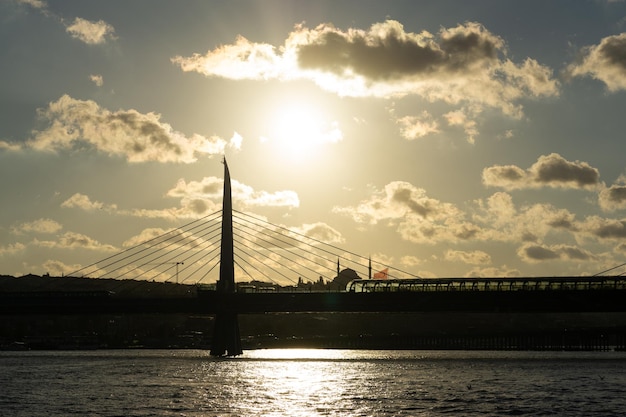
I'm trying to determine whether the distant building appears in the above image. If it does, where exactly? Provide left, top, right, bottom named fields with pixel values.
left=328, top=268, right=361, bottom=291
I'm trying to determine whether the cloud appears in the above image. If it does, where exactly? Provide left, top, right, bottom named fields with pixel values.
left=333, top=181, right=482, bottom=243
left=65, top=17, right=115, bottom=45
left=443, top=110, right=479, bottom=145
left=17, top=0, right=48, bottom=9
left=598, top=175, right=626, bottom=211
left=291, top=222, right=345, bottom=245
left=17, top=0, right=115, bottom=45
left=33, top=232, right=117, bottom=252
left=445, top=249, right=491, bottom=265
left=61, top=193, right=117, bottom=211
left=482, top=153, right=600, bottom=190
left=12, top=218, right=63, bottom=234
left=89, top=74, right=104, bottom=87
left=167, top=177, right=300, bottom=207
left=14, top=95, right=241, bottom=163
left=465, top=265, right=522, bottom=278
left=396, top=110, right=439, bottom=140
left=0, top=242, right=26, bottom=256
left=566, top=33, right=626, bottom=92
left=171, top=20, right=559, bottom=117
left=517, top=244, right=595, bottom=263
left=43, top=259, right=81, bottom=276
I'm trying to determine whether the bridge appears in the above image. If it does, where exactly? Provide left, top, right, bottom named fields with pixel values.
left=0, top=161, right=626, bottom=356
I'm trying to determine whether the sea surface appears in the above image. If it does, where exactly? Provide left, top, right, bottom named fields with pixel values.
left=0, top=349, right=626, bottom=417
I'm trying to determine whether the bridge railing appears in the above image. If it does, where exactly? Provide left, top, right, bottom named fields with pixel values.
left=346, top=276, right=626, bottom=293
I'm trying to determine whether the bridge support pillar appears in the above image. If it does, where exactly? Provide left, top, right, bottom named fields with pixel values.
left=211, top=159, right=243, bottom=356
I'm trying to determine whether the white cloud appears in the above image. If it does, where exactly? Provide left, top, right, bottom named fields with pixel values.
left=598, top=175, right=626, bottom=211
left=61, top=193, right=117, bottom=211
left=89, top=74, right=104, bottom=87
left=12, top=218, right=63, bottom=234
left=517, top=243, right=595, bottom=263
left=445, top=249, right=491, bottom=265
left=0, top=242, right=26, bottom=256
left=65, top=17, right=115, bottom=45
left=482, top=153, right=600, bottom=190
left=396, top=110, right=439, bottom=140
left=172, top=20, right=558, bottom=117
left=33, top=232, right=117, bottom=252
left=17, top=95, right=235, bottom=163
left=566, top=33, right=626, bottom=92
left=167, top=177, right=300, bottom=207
* * *
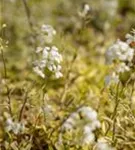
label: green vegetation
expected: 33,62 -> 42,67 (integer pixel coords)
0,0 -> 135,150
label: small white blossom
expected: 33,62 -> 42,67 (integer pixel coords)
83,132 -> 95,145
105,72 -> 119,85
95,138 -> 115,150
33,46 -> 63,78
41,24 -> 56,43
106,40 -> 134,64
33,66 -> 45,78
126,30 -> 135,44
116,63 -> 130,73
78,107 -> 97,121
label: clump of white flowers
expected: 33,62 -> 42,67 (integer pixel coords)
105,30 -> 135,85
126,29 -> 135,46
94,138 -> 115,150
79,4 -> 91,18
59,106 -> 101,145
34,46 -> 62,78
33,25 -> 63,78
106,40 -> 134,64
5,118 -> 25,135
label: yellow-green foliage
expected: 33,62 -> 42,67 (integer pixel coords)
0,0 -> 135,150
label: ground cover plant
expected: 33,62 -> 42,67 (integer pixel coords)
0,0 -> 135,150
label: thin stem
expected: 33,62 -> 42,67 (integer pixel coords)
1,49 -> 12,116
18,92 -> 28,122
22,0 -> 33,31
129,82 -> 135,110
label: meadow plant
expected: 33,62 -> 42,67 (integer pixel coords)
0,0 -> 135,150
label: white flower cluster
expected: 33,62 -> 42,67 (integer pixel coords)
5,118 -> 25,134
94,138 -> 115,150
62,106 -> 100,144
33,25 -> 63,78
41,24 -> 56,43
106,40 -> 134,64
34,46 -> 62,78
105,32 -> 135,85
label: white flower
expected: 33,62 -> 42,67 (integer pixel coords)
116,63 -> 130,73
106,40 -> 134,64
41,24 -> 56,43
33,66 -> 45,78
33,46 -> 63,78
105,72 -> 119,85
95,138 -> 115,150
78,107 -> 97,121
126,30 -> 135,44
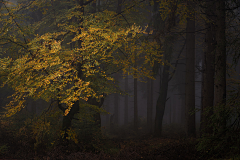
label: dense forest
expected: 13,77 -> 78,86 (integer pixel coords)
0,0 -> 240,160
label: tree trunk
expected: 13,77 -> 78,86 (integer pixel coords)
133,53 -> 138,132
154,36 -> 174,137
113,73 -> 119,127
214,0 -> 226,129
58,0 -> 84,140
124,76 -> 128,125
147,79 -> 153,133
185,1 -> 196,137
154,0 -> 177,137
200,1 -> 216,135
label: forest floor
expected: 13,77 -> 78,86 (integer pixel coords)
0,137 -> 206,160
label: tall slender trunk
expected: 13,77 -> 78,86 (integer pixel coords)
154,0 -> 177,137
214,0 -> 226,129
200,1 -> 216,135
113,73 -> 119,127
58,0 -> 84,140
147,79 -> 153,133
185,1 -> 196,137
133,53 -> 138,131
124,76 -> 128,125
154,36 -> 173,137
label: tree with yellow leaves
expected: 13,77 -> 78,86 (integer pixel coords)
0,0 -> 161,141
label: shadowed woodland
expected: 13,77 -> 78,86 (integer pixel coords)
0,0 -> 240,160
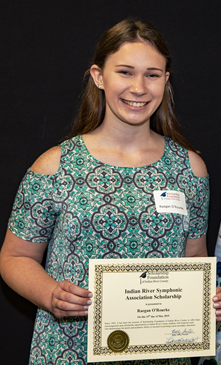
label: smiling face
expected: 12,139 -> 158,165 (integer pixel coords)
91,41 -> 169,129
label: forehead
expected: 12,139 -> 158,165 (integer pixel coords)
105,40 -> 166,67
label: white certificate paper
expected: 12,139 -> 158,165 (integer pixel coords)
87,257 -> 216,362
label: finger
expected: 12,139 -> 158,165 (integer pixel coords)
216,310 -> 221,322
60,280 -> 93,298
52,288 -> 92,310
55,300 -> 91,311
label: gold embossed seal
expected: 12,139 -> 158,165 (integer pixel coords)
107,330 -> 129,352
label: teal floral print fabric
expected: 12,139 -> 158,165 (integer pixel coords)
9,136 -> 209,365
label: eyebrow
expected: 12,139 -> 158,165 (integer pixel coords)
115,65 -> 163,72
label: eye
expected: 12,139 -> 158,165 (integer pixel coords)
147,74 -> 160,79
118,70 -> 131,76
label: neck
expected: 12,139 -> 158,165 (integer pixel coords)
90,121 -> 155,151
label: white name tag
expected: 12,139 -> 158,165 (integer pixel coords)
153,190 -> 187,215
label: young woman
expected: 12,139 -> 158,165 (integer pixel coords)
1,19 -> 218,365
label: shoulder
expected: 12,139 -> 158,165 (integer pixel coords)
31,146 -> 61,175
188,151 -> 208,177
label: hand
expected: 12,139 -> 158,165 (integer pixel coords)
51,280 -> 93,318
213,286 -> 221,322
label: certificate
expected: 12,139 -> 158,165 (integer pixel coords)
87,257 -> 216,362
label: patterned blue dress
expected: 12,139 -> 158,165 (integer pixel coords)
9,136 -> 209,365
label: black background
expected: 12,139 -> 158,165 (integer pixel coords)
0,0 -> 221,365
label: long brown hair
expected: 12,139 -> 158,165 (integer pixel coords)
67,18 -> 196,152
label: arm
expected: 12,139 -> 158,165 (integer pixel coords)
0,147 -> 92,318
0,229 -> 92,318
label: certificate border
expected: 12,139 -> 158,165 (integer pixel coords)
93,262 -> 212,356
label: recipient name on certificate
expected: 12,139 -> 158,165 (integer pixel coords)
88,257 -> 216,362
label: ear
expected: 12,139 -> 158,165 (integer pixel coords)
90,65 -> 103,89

** Your task **
Copy the items between the line holding "label: tall slender trunk" and the line holding "118,70 -> 131,76", inclusive, but swap every "expected" for "target" and keep everything else the same. Do not include the pictures in your answer.

** Task solution **
label: tall slender trunk
target: 13,77 -> 78,86 (integer pixel coords)
154,0 -> 177,137
214,0 -> 226,129
200,1 -> 216,135
113,73 -> 119,127
58,0 -> 84,140
147,79 -> 153,133
185,1 -> 196,137
133,53 -> 138,131
124,76 -> 128,125
154,36 -> 173,137
label: tree with yellow leaves
target: 13,77 -> 78,86 (integer pixel coords)
0,0 -> 161,141
label: shadowed woodland
target: 13,77 -> 78,86 (integer pixel coords)
0,0 -> 240,160
label: smiling face
target: 12,139 -> 158,165 (integer pixel coords)
91,41 -> 169,129
label: forehead
target: 12,139 -> 158,165 (integer pixel coords)
105,40 -> 166,67
label: white certificate paper
target: 12,139 -> 158,165 (integer pixel coords)
87,257 -> 216,362
label: finger
target: 12,139 -> 158,165 (integer pixel coords)
216,310 -> 221,322
60,280 -> 93,298
52,288 -> 92,310
55,300 -> 91,311
label: gold embossed seal
target: 12,139 -> 158,165 (integer pixel coords)
107,330 -> 129,352
label: teal floral print fabric
target: 12,139 -> 158,165 (integer pixel coords)
9,136 -> 209,365
label: eyebrow
target: 12,139 -> 158,165 (integer pixel coords)
115,65 -> 163,72
label: eye
target: 12,139 -> 158,165 (integer pixel coords)
147,74 -> 160,79
118,70 -> 131,76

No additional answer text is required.